'''
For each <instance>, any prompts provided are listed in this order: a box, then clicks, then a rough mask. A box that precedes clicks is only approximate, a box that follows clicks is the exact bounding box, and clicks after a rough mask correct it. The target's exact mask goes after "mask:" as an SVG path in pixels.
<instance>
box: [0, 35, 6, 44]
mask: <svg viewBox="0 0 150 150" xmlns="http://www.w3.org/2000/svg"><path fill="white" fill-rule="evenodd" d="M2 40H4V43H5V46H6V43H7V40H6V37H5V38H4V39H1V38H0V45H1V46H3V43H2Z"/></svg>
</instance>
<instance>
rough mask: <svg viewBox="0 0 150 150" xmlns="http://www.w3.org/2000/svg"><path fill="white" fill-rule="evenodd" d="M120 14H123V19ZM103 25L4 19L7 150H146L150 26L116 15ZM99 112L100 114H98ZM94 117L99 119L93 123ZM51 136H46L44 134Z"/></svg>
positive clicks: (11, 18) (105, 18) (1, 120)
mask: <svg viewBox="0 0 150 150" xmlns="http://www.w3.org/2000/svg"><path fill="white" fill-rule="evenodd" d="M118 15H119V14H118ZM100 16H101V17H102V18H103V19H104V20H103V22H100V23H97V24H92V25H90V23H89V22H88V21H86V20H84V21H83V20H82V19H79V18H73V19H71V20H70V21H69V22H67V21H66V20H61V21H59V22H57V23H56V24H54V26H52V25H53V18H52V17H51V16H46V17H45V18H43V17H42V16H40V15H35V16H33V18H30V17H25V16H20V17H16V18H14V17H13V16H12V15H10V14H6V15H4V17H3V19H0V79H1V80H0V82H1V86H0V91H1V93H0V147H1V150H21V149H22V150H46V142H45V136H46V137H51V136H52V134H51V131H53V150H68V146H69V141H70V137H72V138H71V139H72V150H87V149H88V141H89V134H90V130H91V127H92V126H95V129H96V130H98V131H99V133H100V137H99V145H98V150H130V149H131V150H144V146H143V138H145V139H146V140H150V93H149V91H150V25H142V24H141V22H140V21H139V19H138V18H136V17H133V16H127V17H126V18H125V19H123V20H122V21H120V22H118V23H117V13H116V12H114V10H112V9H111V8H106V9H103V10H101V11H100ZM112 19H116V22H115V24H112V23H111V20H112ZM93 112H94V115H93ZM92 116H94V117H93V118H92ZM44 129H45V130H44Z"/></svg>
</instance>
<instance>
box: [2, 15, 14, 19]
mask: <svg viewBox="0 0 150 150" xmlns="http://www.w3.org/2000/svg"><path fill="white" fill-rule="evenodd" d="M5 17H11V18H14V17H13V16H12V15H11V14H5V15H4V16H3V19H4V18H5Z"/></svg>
'''
Rewrite all of the lines above so that every occurrence of "rough mask" reads "coarse mask", keeping everything else unchanged.

▶ **Written response**:
For each <instance>, any prompts provided are listed in this order: a box, then clicks, then a coarse mask. A box that precedes clicks is only approximate, a box that follows clicks is the exact bounding box, and clicks after a coarse mask correct it. The target's exact mask goes after "mask:" as an SVG path in pixels.
<instance>
box: [0, 35, 6, 44]
mask: <svg viewBox="0 0 150 150" xmlns="http://www.w3.org/2000/svg"><path fill="white" fill-rule="evenodd" d="M2 40H4V43H5V46H6V43H7V40H6V37H5V38H4V39H1V38H0V45H1V46H3V43H2Z"/></svg>
</instance>
<instance>
coarse mask: <svg viewBox="0 0 150 150" xmlns="http://www.w3.org/2000/svg"><path fill="white" fill-rule="evenodd" d="M120 14H123V19ZM103 25L4 19L7 150H146L150 26L116 15ZM99 112L100 114H98ZM94 117L99 119L93 123ZM51 136H46L44 134Z"/></svg>
positive clicks: (11, 18) (105, 18) (1, 120)
mask: <svg viewBox="0 0 150 150" xmlns="http://www.w3.org/2000/svg"><path fill="white" fill-rule="evenodd" d="M118 15H119V14H118ZM100 16H101V17H102V18H103V19H104V20H103V22H100V23H97V24H92V25H90V23H89V22H88V21H86V20H84V21H83V20H82V19H79V18H73V19H71V20H70V21H69V22H67V21H66V20H61V21H59V22H57V23H56V24H54V26H52V25H53V18H52V17H51V16H46V17H45V18H43V17H42V16H40V15H35V16H33V18H30V17H25V16H20V17H16V18H14V17H13V16H12V15H10V14H6V15H4V17H3V19H0V79H1V80H0V82H1V86H0V91H1V93H0V147H1V150H21V149H22V150H46V142H45V136H46V137H51V136H52V134H51V131H53V150H68V146H69V141H70V137H72V138H71V139H72V150H87V149H88V141H89V134H90V130H91V127H92V126H95V129H96V130H98V131H99V133H100V137H99V145H98V150H130V149H131V150H144V146H143V138H145V139H146V140H150V93H149V91H150V25H142V24H141V22H140V21H139V19H138V18H136V17H133V16H127V17H126V18H125V19H123V20H122V21H120V22H118V23H117V13H116V12H114V10H112V9H111V8H106V9H103V10H101V11H100ZM112 19H116V22H115V24H112V23H111V20H112ZM93 112H94V115H93ZM92 116H94V117H93V118H92ZM44 129H45V130H44Z"/></svg>
</instance>
<instance>
box: [2, 15, 14, 19]
mask: <svg viewBox="0 0 150 150" xmlns="http://www.w3.org/2000/svg"><path fill="white" fill-rule="evenodd" d="M5 17H11V18H14V17H13V16H12V15H11V14H5V15H4V16H3V19H4V18H5Z"/></svg>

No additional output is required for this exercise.